• Exercise instructions
Whenever a line below includes the string "geojson", show it.

• Record excerpts

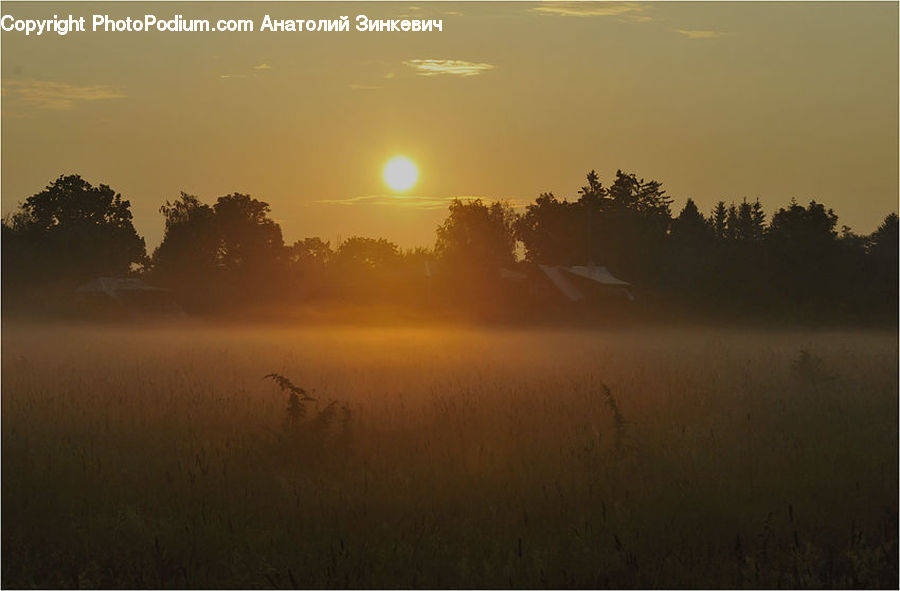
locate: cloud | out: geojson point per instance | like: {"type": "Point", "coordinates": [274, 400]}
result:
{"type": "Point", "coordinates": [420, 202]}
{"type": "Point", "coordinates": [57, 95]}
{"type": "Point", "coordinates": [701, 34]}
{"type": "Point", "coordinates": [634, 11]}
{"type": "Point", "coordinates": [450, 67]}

* * *

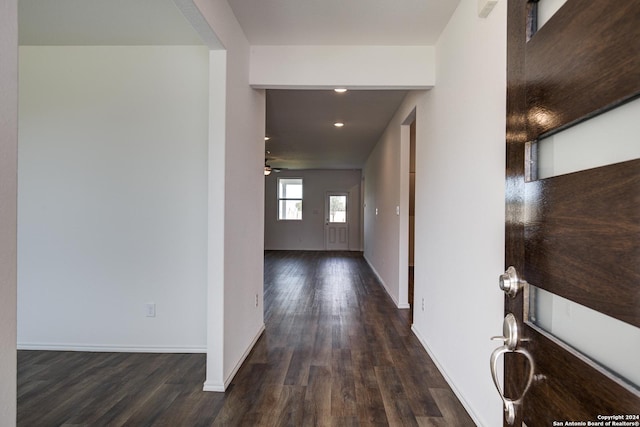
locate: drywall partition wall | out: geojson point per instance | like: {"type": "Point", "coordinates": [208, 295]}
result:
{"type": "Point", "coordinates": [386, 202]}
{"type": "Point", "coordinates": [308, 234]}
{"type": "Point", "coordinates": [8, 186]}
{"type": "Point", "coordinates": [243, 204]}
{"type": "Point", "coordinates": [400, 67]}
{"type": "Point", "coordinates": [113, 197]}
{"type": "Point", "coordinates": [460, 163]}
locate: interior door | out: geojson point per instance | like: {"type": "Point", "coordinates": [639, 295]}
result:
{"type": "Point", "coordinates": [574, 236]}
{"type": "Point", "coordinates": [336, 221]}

* * *

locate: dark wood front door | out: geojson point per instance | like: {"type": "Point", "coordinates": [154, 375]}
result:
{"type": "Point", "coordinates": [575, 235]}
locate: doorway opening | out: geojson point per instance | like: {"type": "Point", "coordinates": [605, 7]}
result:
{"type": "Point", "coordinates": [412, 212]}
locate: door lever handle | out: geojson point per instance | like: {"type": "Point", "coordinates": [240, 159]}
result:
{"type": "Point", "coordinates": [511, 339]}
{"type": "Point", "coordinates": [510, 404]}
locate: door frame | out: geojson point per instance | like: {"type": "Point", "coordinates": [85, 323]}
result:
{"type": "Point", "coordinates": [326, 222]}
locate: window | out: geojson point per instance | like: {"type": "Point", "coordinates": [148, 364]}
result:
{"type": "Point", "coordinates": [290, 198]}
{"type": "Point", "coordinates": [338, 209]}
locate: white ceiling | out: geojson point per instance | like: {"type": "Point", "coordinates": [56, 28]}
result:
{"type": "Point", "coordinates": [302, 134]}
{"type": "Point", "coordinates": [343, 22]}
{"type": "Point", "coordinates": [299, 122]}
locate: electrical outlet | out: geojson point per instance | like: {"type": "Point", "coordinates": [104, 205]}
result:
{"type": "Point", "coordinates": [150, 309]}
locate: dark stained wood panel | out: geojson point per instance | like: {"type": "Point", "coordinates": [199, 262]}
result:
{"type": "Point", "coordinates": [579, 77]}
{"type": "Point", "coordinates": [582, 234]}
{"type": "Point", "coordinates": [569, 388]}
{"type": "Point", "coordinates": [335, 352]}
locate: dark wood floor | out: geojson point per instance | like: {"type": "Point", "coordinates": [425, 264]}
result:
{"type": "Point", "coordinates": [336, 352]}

• Output for this exercise
locate: cloud | out: geojson point per instance | like: {"type": "Point", "coordinates": [274, 400]}
locate: drywall partition wall | out: geojson point per instance | like: {"type": "Point", "coordinates": [208, 295]}
locate: interior door | out: geojson point per instance | like: {"type": "Point", "coordinates": [639, 295]}
locate: dark wood front door | out: geojson point per instance | like: {"type": "Point", "coordinates": [154, 375]}
locate: doorway opening | out: geojson point per instance | like: {"type": "Point", "coordinates": [605, 7]}
locate: door lever handle | out: geojson point per instance | like: {"type": "Point", "coordinates": [240, 159]}
locate: door frame | out: geojson point per instance | like: {"type": "Point", "coordinates": [85, 323]}
locate: window | out: geojson point per instance | like: {"type": "Point", "coordinates": [148, 364]}
locate: white ceiling | out: geojson point per instance | like: {"type": "Point", "coordinates": [56, 28]}
locate: electrical outlet | out: geojson point per instance | like: {"type": "Point", "coordinates": [104, 205]}
locate: dark stained wood panel | out: geojson point per instance | like: {"type": "Point", "coordinates": [199, 262]}
locate: dark wood floor | out: geojson point per instance | like: {"type": "Point", "coordinates": [425, 264]}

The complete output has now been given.